» **Reading passage**
※

A sub-tab is opened for each query sequence within the appearing tab "BLAST Results," as well as an overview of the executed searches.
Click on "Show Alignments" to view the calculated BLAST alignments.
Save the BLAST hits of your choice either via drag and drop to the data pool or by a right click and a click on "Add to pool."
To save your results to an external file, click on "Save selection" or "Save all."

6. Multiple Sequence-structure Alignment

Take a look at your data pool by clicking "Manage dataset" and then the magnifying glass symbol right next to the number of sequences in your pool. Alternatively, you can click on the data pool sign at the bottom left of the website.
Click on a sequence-structure pair in your data pool to view its details.
To create a multiple sequence-structure alignment of all sequence-structure pairs in your pool, click on "Analyze dataset" and then "Sequence & Structure."
Now you are asked to select the graphic mode of your alignment. If your alignment contains only a few sequences, decline the slim mode by clicking "No." Otherwise choose the slim graphic mode by clicking "Yes."
In a few moments, your alignment is shown in a new tab (Figure 2). Moreover, it is automatically saved to the data pool.
To save your alignment to an external file, click on "Save alignment."

7. Phylogenetic Tree

To calculate a sequence-structure based Neighbor Joining tree of your multiple alignment, click on "Analyze Dataset" and then "Neighbor Joining."
The resulting tree is illustrated in a new tab (Figure 3).
Scale your tree freely with the scroll bar "Zoom tree."
Reroot your tree by clicking on a node or leaf of the tree and then "Reroot at this node."

※

» **Data section**

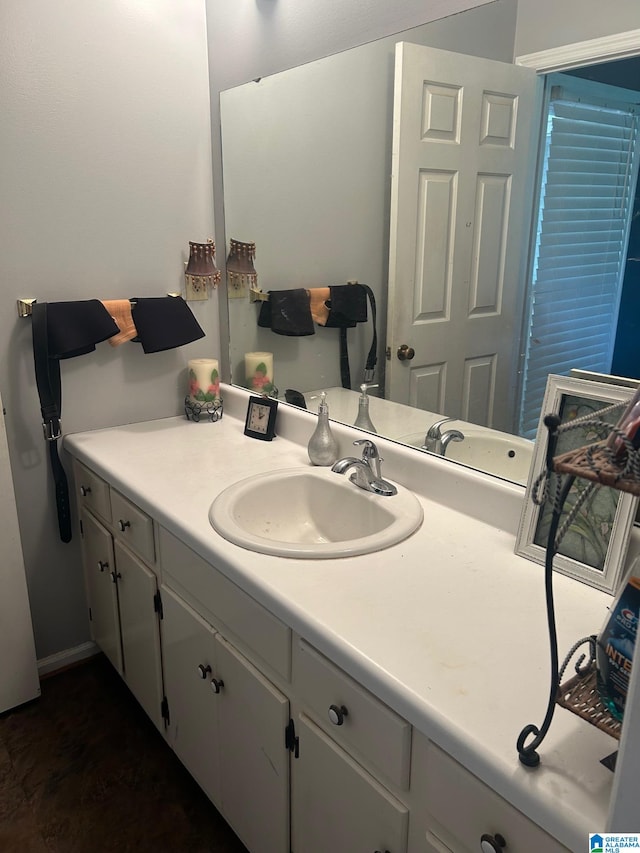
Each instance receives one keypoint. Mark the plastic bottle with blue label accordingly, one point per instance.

※

» **Requirement 1**
Answer these three questions about the tutorial text, one per line:
(a) What do you click to view the calculated BLAST alignments?
(b) Besides appearing in a new tab, what happens automatically to the finished multiple sequence-structure alignment?
(c) Which scroll bar lets you scale the tree freely?
» **Requirement 2**
Can you sum up the tutorial text in two sentences?
» **Requirement 3**
According to the tutorial text, what decides whether you click "No" or "Yes" when asked about the slim graphic mode? Answer in one or two sentences.

» **Exercise output 1**
(a) "Show Alignments."
(b) It is saved to the data pool.
(c) "Zoom tree."

» **Exercise output 2**
The tutorial text explains how to view BLAST results and alignments, add chosen hits to the data pool, and save results to an external file. It then shows how to build a multiple sequence-structure alignment of all pairs in the pool and calculate a Neighbor Joining tree that can be zoomed and rerooted.

» **Exercise output 3**
It depends on how many sequences the alignment contains. With only a few sequences, you decline the slim mode by clicking "No"; otherwise you choose it by clicking "Yes."